[Wien] Parallel run problems with version 19.1
Peter Blaha
pblaha at theochem.tuwien.ac.at
Mon Jul 22 20:54:37 CEST 2019
Please:
1) does x lapw0 work ???
2) list your .machines file. In particular: for TiC use only 2 cores
(because of 2 atoms)
3) ls -als *output00*
4) what is at the end of *.output0000 ??? Please check for any errors.
Is your fftw-mpi compiled with the same compiler as wien2k ??
Am 22.07.2019 um 20:45 schrieb Ricardo Moreira:
> I had it at 4 as per the default value suggested during configuration
> but I changed it to 1 now. In spite of that, "x lapw0 -p" still did not
> generate case.vspup or case.vspdn.
>
> On Mon, 22 Jul 2019 at 19:01, <tran at theochem.tuwien.ac.at
> <mailto:tran at theochem.tuwien.ac.at>> wrote:
>
> Do you have the variable OMP_NUM_THREADS set in your .bashrc or .cshrc
> file? If yes and the value is greater than 1, then set it to 1 and
> execute agian "x lapw0 -p".
>
> On Monday 2019-07-22 18:39, Ricardo Moreira wrote:
>
> >Date: Mon, 22 Jul 2019 18:39:45
> >From: Ricardo Moreira <ricardopachecomoreira at gmail.com
> <mailto:ricardopachecomoreira at gmail.com>>
> >Reply-To: A Mailing list for WIEN2k users
> <wien at zeus.theochem.tuwien.ac.at
> <mailto:wien at zeus.theochem.tuwien.ac.at>>
> >To: A Mailing list for WIEN2k users
> <wien at zeus.theochem.tuwien.ac.at
> <mailto:wien at zeus.theochem.tuwien.ac.at>>
> >Subject: Re: [Wien] Parallel run problems with version 19.1
> >
> >That is indeed the case, neither case.vspup or case.vspdn were
> generated after running "x lapw0 -p".
> >
> >On Mon, 22 Jul 2019 at 17:09, <tran at theochem.tuwien.ac.at
> <mailto:tran at theochem.tuwien.ac.at>> wrote:
> > It seems that lapw0 does not generate case.vspup and
> > case.vspdn (and case.vsp for non-spin-polarized calculation).
> > Can you confirm that by executing "x lapw0 -p" on the command
> > line?

* The task: Write what comes next in the WIEN2k parallel-run mailing-list thread, starting after its last line.

* Stored data:
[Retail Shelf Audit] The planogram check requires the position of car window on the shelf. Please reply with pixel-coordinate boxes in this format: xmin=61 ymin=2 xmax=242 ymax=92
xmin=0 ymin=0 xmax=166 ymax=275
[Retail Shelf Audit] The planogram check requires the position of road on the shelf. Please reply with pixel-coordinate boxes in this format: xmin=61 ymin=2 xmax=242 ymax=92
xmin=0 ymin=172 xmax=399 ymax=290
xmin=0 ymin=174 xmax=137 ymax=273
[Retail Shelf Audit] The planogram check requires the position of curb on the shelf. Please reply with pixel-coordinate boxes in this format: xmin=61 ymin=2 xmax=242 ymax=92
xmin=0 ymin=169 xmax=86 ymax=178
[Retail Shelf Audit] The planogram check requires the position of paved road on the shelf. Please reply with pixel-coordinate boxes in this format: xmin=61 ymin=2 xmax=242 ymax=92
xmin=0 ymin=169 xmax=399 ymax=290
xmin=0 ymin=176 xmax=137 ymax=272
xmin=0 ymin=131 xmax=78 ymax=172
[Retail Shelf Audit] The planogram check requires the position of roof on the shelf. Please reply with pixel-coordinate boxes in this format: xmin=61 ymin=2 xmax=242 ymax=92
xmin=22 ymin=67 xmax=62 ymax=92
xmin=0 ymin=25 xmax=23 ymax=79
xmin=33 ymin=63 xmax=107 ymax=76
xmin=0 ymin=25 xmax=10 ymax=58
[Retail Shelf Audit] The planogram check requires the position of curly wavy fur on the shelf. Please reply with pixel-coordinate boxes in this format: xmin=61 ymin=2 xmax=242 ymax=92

* Response to the exercise:
> >
> > On Monday 2019-07-22 17:45, Ricardo Moreira wrote:
> >
> > >Date: Mon, 22 Jul 2019 17:45:51
> > >From: Ricardo Moreira <ricardopachecomoreira at gmail.com
> <mailto:ricardopachecomoreira at gmail.com>>
> > >Reply-To: A Mailing list for WIEN2k users
> <wien at zeus.theochem.tuwien.ac.at
> <mailto:wien at zeus.theochem.tuwien.ac.at>>
> > >To: A Mailing list for WIEN2k users
> <wien at zeus.theochem.tuwien.ac.at
> <mailto:wien at zeus.theochem.tuwien.ac.at>>
> > >Subject: Re: [Wien] Parallel run problems with version 19.1
> > >
> > >The command "ls *vsp*" returns only the files
> "TiC.vspdn_st" and
> > >"TiC.vsp_st", so it would appear that the file is not
> created at all when
> > >using the -p switch to runsp_lapw.
> > >
> > >On Mon, 22 Jul 2019 at 16:29, <tran at theochem.tuwien.ac.at
> <mailto:tran at theochem.tuwien.ac.at>> wrote:
> > > Is the file TiC.vspup emtpy?
> > >
> > > On Monday 2019-07-22 17:24, Ricardo Moreira wrote:
> > >
> > > >Date: Mon, 22 Jul 2019 17:24:42
> > > >From: Ricardo Moreira
> <ricardopachecomoreira at gmail.com
> <mailto:ricardopachecomoreira at gmail.com>>
> > > >Reply-To: A Mailing list for WIEN2k users
> > > <wien at zeus.theochem.tuwien.ac.at
> <mailto:wien at zeus.theochem.tuwien.ac.at>>
> > > >To: A Mailing list for WIEN2k users
> > > <wien at zeus.theochem.tuwien.ac.at
> <mailto:wien at zeus.theochem.tuwien.ac.at>>
> > > >Subject: Re: [Wien] Parallel run problems with
> version 19.1
> > > >
> > > >Hi and thanks for the reply,
> > > >Regarding serial calculations, yes in both non
> spin-polarized
> > > and spin-polarized everything runs properly in the
> cases you
> > > described. As
> > > >for parallel, it fails in both cases, with the error I
> > > indicated in my previous email.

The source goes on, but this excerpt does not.